• ACTION ITEM:
With the line containing "Give one point for each instance of the large" as the starting point, output every line of the data below through its final line, character for character.

• Data entries:
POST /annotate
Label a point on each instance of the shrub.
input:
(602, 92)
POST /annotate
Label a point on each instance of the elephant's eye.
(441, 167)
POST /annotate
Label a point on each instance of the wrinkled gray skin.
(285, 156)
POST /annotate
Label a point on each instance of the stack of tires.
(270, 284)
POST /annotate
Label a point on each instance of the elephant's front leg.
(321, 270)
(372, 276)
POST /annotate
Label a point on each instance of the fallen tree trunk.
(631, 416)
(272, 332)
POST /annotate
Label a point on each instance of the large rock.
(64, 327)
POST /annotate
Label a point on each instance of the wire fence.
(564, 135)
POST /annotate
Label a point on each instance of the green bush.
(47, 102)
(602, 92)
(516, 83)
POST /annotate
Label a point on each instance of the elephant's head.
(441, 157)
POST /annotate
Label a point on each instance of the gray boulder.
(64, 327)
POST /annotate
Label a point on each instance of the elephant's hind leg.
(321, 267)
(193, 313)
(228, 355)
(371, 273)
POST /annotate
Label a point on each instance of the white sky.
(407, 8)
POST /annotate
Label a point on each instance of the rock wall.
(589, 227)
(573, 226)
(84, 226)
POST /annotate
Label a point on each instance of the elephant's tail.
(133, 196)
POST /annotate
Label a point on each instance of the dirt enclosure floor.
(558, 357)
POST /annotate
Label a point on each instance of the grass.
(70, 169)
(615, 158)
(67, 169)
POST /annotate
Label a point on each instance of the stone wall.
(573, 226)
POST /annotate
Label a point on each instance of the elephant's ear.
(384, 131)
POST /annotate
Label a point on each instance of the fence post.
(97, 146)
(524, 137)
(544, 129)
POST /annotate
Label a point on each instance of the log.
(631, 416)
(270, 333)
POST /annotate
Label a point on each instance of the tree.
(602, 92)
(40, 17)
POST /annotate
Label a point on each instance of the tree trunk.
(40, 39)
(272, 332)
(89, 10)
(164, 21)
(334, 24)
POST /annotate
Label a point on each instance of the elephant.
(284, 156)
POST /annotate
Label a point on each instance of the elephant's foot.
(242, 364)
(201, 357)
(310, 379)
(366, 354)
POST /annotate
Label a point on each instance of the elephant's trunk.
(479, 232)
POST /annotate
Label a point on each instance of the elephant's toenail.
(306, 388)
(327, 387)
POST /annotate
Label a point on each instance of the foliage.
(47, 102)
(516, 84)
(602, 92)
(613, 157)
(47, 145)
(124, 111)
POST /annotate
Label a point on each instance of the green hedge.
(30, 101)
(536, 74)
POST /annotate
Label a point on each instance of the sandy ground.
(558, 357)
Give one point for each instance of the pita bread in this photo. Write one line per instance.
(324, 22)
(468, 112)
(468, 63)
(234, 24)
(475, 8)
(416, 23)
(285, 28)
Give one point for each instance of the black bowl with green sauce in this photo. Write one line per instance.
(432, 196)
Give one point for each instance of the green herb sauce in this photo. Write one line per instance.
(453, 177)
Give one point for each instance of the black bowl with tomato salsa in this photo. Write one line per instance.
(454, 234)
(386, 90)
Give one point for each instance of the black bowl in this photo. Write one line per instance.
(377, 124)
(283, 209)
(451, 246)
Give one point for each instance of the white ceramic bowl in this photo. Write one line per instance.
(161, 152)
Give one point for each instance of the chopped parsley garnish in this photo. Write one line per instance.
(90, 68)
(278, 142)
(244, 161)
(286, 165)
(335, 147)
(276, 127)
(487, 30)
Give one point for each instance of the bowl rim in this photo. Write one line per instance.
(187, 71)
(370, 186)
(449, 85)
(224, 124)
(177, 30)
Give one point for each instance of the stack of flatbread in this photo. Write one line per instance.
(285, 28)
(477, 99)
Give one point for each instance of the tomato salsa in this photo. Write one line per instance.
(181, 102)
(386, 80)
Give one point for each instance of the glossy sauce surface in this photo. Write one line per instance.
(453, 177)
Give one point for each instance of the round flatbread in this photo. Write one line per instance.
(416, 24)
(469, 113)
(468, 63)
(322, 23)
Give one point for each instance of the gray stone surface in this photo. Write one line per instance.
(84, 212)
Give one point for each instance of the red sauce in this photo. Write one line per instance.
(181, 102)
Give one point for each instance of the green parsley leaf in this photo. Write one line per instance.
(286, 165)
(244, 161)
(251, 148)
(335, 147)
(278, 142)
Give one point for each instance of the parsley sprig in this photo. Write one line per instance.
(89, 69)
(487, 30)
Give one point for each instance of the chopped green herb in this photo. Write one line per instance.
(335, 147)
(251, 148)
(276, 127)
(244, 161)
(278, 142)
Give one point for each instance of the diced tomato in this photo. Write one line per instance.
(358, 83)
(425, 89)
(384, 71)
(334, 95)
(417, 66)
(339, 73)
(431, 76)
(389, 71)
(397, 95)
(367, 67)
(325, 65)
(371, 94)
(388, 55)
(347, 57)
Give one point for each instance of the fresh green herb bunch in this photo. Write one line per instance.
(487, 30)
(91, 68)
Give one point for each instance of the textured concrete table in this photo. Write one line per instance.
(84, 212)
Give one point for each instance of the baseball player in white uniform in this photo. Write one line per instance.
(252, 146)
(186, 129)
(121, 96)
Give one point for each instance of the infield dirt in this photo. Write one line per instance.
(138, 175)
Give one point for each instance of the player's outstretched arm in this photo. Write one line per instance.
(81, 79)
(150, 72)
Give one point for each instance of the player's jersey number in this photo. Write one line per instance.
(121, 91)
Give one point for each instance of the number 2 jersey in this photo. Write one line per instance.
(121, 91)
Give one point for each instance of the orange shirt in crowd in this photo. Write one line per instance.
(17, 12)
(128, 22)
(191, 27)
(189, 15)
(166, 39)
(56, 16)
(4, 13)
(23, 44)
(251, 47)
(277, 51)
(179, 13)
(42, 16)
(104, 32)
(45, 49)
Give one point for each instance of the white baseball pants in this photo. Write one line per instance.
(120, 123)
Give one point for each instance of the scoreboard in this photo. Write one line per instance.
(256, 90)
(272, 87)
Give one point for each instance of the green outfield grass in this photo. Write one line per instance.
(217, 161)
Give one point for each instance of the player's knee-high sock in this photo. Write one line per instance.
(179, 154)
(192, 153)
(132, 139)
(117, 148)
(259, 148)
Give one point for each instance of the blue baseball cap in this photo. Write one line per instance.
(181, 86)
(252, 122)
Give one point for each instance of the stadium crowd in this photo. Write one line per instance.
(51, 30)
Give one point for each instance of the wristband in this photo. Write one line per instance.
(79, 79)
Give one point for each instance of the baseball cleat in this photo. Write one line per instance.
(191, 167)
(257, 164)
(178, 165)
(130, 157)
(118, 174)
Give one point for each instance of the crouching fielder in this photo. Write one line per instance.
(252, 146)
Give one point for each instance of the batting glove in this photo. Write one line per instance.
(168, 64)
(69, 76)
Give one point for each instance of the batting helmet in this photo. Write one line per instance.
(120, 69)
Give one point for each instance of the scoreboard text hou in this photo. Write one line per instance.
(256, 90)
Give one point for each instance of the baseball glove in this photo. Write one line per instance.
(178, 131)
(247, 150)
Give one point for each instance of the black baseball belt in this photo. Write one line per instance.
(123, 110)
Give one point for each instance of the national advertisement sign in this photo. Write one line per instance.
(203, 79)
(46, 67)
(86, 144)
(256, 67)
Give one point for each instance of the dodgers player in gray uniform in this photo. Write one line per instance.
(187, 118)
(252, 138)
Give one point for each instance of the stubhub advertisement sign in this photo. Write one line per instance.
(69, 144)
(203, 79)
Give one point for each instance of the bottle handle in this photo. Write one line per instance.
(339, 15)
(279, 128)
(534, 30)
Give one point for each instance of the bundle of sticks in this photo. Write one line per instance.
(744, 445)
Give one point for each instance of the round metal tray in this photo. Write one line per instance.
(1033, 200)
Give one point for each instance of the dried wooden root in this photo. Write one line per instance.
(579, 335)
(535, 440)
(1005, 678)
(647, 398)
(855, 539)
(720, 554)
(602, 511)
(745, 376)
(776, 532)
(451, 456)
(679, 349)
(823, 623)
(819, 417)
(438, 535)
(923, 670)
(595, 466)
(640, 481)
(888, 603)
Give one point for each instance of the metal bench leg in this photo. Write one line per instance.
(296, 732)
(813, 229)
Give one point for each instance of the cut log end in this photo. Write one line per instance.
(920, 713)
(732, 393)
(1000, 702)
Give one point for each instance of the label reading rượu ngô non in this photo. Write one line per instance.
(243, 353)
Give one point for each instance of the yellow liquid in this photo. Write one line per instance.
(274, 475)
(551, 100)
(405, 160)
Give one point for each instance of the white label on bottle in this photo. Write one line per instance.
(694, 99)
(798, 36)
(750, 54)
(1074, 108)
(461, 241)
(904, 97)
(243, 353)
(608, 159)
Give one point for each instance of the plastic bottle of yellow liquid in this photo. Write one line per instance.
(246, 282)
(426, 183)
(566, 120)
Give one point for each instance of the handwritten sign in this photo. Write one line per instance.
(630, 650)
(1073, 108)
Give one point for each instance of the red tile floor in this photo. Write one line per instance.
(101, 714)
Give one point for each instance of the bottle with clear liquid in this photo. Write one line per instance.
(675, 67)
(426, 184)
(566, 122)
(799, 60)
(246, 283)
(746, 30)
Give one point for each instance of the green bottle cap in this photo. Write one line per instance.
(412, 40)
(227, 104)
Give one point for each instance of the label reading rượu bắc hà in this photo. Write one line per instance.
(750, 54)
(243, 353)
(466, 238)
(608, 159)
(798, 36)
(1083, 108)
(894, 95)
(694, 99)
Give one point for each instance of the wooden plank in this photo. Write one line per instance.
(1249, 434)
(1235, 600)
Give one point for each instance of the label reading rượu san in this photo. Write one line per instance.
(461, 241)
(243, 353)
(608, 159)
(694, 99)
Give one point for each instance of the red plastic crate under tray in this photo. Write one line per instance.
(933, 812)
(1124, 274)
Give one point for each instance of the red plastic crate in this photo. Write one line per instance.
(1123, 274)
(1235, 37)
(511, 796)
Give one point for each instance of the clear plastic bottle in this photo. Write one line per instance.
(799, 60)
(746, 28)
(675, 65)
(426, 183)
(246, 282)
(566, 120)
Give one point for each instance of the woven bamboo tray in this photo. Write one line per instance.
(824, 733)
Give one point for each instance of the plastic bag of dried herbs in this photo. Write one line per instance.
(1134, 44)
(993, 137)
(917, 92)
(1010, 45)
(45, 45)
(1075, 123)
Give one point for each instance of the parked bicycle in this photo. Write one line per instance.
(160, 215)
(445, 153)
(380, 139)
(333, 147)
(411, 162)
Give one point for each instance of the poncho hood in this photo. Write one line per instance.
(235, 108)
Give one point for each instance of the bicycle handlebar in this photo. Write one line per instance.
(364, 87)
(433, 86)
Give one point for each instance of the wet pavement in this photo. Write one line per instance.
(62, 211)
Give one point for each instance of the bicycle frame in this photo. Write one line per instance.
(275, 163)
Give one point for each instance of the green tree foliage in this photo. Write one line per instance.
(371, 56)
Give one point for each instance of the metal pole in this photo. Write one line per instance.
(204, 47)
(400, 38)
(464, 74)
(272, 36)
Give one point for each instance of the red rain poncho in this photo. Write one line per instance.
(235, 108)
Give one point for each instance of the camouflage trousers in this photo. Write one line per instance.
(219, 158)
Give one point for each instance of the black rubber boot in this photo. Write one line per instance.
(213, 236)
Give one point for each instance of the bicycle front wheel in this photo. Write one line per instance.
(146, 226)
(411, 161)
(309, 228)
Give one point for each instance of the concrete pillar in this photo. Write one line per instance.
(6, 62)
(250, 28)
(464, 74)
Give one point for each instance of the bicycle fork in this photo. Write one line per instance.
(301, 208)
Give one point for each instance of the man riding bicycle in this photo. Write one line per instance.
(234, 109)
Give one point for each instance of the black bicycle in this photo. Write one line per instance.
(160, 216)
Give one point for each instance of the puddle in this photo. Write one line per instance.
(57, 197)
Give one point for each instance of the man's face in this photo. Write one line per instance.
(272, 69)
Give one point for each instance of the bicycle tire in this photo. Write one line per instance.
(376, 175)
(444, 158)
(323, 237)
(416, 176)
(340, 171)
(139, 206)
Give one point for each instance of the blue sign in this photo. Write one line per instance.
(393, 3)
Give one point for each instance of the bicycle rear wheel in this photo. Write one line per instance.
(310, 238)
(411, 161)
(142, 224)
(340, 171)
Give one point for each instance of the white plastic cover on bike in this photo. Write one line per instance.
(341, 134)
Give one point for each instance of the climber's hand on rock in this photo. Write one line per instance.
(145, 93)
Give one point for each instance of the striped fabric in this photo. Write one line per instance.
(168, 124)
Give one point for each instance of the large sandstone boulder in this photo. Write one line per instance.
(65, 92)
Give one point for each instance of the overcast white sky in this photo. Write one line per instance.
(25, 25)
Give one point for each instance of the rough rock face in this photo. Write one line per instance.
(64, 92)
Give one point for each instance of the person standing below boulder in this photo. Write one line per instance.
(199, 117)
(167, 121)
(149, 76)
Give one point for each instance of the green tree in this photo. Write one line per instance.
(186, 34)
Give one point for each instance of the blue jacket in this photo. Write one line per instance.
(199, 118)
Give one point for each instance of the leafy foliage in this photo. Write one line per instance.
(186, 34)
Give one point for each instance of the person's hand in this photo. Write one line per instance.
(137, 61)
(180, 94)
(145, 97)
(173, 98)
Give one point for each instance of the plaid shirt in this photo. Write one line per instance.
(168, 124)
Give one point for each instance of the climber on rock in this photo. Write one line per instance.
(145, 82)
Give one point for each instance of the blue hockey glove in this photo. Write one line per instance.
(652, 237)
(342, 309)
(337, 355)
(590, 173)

• RESULT OF THIS TASK:
Give one point for each instance of the large sandstone boulder in this photo. Write one line per instance.
(65, 92)
Give one point for each instance of the overcast white sky in this photo. Write one line per instance.
(25, 25)
Give one point for each instance of the rough rock face in this photo. Write one line per instance.
(64, 92)
Give one point for each instance of the person standing below boulder in this photo. Write one line per instance.
(199, 117)
(167, 121)
(149, 76)
Give one point for each instance of the green tree in this photo. Write one line per instance.
(186, 34)
Give one point for each instance of the blue jacket in this photo. Write one line per instance.
(199, 118)
Give one point for each instance of the leafy foliage in this photo. Write one line per instance.
(186, 34)
Give one point for each instance of the person's hand in this photo. Write one line per instance.
(137, 61)
(180, 94)
(145, 97)
(173, 98)
Give one point for each instance of the plaid shirt in this photo. Write one line per instance.
(168, 124)
Give one point for each instance of the climber on rock in this photo. Write one line per instance.
(145, 82)
Give one point for each instance of the blue hockey glove in this photo. Write one line per instance.
(652, 237)
(342, 309)
(337, 355)
(590, 173)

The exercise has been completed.